**What is asked**:
Rewrite all of the entries below, replacing each occurrence of "photograph" with "image" and leaving everything else unchanged. Omit the pictures from your answer.

**Stored rows**:
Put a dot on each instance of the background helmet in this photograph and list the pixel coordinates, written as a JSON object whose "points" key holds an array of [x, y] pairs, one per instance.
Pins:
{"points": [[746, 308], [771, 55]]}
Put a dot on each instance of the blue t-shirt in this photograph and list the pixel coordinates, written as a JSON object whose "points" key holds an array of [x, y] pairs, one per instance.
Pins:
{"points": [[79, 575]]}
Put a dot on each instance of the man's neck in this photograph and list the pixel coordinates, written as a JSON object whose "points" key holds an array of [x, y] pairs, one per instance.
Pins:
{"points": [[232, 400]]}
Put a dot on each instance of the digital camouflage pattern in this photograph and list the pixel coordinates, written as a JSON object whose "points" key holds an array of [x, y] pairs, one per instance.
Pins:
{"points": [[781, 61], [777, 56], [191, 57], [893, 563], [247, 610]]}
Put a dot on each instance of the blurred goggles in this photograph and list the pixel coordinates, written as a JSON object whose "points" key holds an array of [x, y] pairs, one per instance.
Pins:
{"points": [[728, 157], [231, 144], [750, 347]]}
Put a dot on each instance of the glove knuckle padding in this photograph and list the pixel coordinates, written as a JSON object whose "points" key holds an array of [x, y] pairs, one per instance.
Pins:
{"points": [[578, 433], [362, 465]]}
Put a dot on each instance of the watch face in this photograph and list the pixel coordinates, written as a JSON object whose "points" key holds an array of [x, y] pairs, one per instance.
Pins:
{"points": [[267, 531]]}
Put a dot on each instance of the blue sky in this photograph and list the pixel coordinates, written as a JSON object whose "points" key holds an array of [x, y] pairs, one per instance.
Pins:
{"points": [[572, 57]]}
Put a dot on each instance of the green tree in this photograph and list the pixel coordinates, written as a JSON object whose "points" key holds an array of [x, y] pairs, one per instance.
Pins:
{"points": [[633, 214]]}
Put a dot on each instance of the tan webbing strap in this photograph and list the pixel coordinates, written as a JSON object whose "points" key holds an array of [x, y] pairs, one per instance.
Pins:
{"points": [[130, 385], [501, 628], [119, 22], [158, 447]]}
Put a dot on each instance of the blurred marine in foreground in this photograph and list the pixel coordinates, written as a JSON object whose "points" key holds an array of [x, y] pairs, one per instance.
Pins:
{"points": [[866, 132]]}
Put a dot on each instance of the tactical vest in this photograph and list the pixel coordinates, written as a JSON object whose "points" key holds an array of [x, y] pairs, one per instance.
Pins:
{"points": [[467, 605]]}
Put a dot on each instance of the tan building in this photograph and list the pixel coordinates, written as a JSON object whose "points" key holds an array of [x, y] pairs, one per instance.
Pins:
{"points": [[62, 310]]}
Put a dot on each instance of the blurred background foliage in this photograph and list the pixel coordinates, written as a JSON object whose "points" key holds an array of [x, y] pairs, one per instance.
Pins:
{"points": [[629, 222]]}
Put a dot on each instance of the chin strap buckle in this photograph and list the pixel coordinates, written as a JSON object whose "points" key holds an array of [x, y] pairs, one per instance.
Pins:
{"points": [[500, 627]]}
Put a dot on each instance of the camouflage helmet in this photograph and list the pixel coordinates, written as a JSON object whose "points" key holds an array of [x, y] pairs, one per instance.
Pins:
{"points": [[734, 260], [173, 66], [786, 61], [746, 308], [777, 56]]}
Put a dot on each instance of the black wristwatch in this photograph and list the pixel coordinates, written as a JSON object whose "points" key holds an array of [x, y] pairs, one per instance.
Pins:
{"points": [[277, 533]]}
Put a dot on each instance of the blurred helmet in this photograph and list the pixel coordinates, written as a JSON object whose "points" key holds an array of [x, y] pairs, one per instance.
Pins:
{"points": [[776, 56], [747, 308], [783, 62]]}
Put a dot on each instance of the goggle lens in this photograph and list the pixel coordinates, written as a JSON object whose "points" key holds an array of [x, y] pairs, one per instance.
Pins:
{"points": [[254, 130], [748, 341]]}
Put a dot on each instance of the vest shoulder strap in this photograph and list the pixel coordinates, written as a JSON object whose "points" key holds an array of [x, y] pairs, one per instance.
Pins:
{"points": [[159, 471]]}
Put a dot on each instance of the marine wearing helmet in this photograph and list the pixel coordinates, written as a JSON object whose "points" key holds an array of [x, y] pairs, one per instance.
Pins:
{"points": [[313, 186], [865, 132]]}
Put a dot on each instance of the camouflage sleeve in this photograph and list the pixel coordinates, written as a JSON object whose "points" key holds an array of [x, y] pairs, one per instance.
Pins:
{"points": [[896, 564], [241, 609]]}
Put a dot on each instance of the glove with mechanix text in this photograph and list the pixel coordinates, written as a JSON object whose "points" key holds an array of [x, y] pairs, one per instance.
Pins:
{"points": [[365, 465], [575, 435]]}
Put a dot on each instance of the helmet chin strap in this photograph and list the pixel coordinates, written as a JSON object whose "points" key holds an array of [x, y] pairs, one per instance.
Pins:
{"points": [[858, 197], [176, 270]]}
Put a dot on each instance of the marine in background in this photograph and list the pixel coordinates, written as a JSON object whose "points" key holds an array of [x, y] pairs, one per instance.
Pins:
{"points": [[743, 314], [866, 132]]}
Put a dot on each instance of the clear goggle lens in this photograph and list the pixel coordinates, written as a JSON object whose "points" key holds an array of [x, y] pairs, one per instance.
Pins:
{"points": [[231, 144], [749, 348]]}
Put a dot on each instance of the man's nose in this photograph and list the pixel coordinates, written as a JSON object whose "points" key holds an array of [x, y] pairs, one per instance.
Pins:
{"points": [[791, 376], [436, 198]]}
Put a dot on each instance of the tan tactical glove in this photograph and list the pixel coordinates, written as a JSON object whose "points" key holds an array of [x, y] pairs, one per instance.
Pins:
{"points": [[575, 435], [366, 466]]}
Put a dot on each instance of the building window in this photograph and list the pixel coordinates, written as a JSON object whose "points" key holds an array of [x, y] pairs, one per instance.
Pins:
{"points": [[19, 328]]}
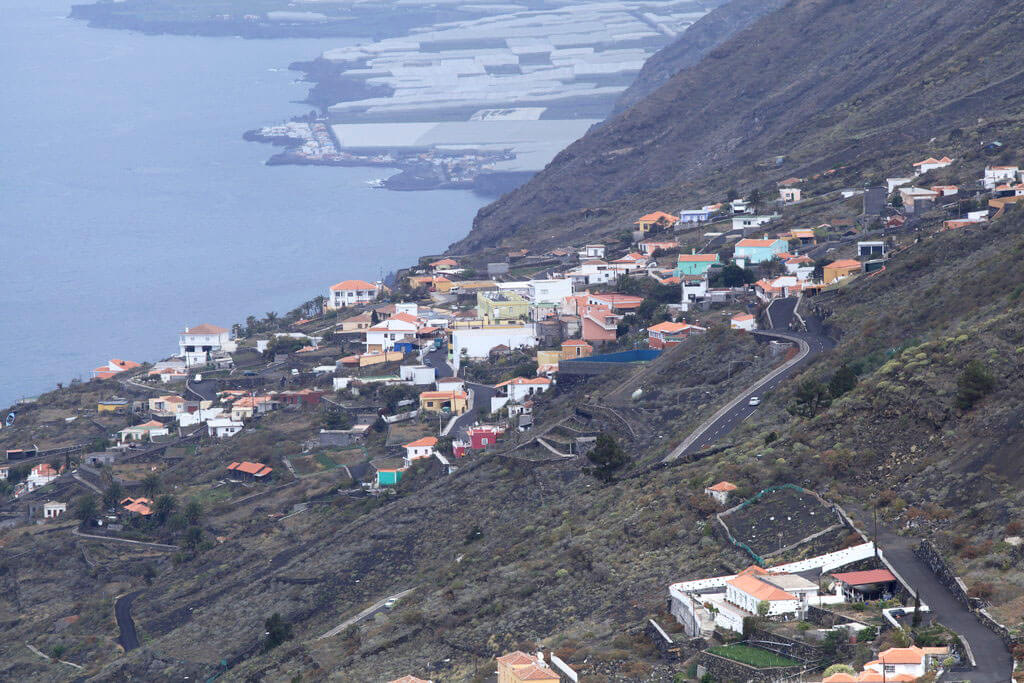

**Result of the task**:
Put a dot on each instance of the background helmet in this image and list the pixel coordinates, written as a JSON object whose "points" key holds an array of [x, y] pairs, one per instance.
Pins:
{"points": [[746, 308], [771, 55]]}
Put a dot on each instance of the blue t-shirt in this image and list the pixel coordinates, written as a JSON object whose "points" key holds an array of [x, y] pairs, one per instance.
Pins:
{"points": [[79, 575]]}
Put a dot on each instance of the man's neck in this image and list the pixel coordinates, written as a JSON object whose "points" key holds an array of [x, y] pairs, one per instance.
Pins:
{"points": [[232, 400]]}
Put a dot on each instance of the digital camouflage pattern in this image and list the pixel coordinates, written as a JSON object whose "points" key holds an array of [x, y] pairs, one per instance.
Pins:
{"points": [[781, 61], [777, 56], [191, 57], [893, 563], [247, 610]]}
Put a dot on each instance of the blurred goggles in this image and list the pixel coordinates, written as a JSON object whose "points" key holds an array of [x, y] pairs, one per instance.
Pins:
{"points": [[728, 157], [231, 144], [750, 347]]}
Put a dot on each instance of the glove knuckle padding in this image and list the pixel coordinates, written as a JSON object whose "points" key holds an array of [x, y] pairs, one per instance.
Pins:
{"points": [[578, 433], [362, 465]]}
Put a dot on each instance of the watch face in this image and list the pixel coordinates, written as a JSON object whose "points" key holds an array of [x, y] pairs, one per instance.
Pins:
{"points": [[267, 531]]}
Put a dot on each instance of the blue sky in this image and list the pixel coordinates, written as a JSON object whose "points" key holds an array of [x, y] pairs, one per instance.
Pins:
{"points": [[572, 57]]}
Put a dot on each instance of the green tree in this image and list the pixel coordinates, written as a JSON object whose "points" key holds an array of [x, y] pairs, one per instance.
Pins:
{"points": [[633, 214]]}
Put a dot on each instance of the tan webbing strap in this image and list the pixel coordinates, written as a JSON object whose "points" key holds an array of [x, y] pairs, one per instance.
Pins:
{"points": [[130, 385], [501, 628], [119, 22], [158, 447]]}
Put a dot on each instance of the blurred marine in foreground in this image and list the pixel coordinates, written as a JSON object whose "points" key holds an array of [x, y] pairs, one per instance.
Pins:
{"points": [[866, 132]]}
Put a dot on each instance of the tactical vest in this image and list the pixel coordinates, written as a JSON object whose "points" key holds an array of [x, y] pairs, one per instance.
Pins:
{"points": [[467, 605]]}
Put a dot on each instance of the tan building in this image and list the pixel coordinates, written as a JSON object whose "points" key holds an array of [x, y] pairs, one per instance.
Pins:
{"points": [[62, 310]]}
Put a dot on each instance of the blurred background foliage in this image and list the pixel coordinates, written as a JSON object whose "points" key holds an array of [x, y] pairs, one per instance.
Pins:
{"points": [[629, 222]]}
Put a dot on each instance of the chin strap buckle in this image and list the pixel coordinates, written as a JSON object whose "points" key holds an array of [x, y] pairs, one per instance.
Pins:
{"points": [[500, 627]]}
Put a dot on each instance of the camouflage helmet in this image and list the pixel coordinates, written as a JSON object whose "points" key holds an array of [x, y] pairs, one per instance.
Pins:
{"points": [[734, 260], [173, 66], [786, 61], [746, 308], [777, 56]]}
Put a dot on each instance of the black wristwatch in this image and list the pixel coordinates, written as a JSON object whose "points" key holds an array of [x, y] pairs, one per instance.
Pins:
{"points": [[277, 533]]}
Put a dot on each instance of the blurred helmet in this image and list the pixel coordinates, written as a JSON object whose "points" key holds an array of [x, y] pairs, one per instance.
Pins:
{"points": [[776, 56], [747, 308], [783, 62]]}
Put a dot on each instance of the goggle lens in this image and list the pixel coordinates, written as a JSON object whose "points" key holds an array of [x, y] pairs, one per instance.
Pins:
{"points": [[254, 130], [748, 341]]}
Put a dot on each instance of the vest shoulder strap in this image and list the pixel coordinates, written as a JSON object whose "points" key holds an array of [x, y] pairs, one per instance.
Pins:
{"points": [[159, 471]]}
Put a dot on each instance of the marine wearing helmet in this image and list the pixel coordinates, written as a JSON object whose "points" key holds an array of [x, y] pairs, one per instance.
Pins:
{"points": [[313, 186], [865, 132]]}
Put a dot on each instance of the camouflage sleeve in this image and list the pixel coordinates, written as a JSON object whose "points" key holds an array of [x, y] pairs, one per instance.
Pins:
{"points": [[896, 564], [241, 609]]}
Put a dot on each instance of the glove with mechanix text in this image and list the pixel coordinates, written as a JSON object whose "points" key holds an array of [x, y] pairs, one per instance.
Pins:
{"points": [[365, 465], [575, 435]]}
Put a dot on each instance of the helmet chin strap in this image and list the pixel coordinates, written as a JSON object whose "points" key holds an array of [x, y] pairs, one per instance.
Pins:
{"points": [[858, 197], [176, 270]]}
Put a dot on each instance of the marine in background in this image and list the pixel coordinates, written as a JSON object whose "points" key holds an array of [x, y] pairs, one per instance.
Pins:
{"points": [[743, 314], [866, 132]]}
Put a dot on each instance of the clear goggle lens in this image and list the pixel coordinates, written as a JSON object whose "points" key holds an array of [x, y] pairs, one per instance.
Pins:
{"points": [[231, 144], [749, 348]]}
Put a dot on each instance of the man's nose in this image and list the pixel coordinates, written as a JSON object whose "points" key holds an array of [x, y] pairs, one per instance.
Pins:
{"points": [[791, 376], [436, 198]]}
Put a dot on each instance of the tan tactical glove in this image and list the pixel coordinates, written as a JSON object whose "points" key holds an array of [x, y] pairs, one per instance.
Pins:
{"points": [[575, 435], [366, 466]]}
Put a dot on each instance of the building window in this image and list the pixel coordinates, written as a JSON object whose "points" key holds an array of [x, y] pairs, one per instance.
Pins:
{"points": [[19, 328]]}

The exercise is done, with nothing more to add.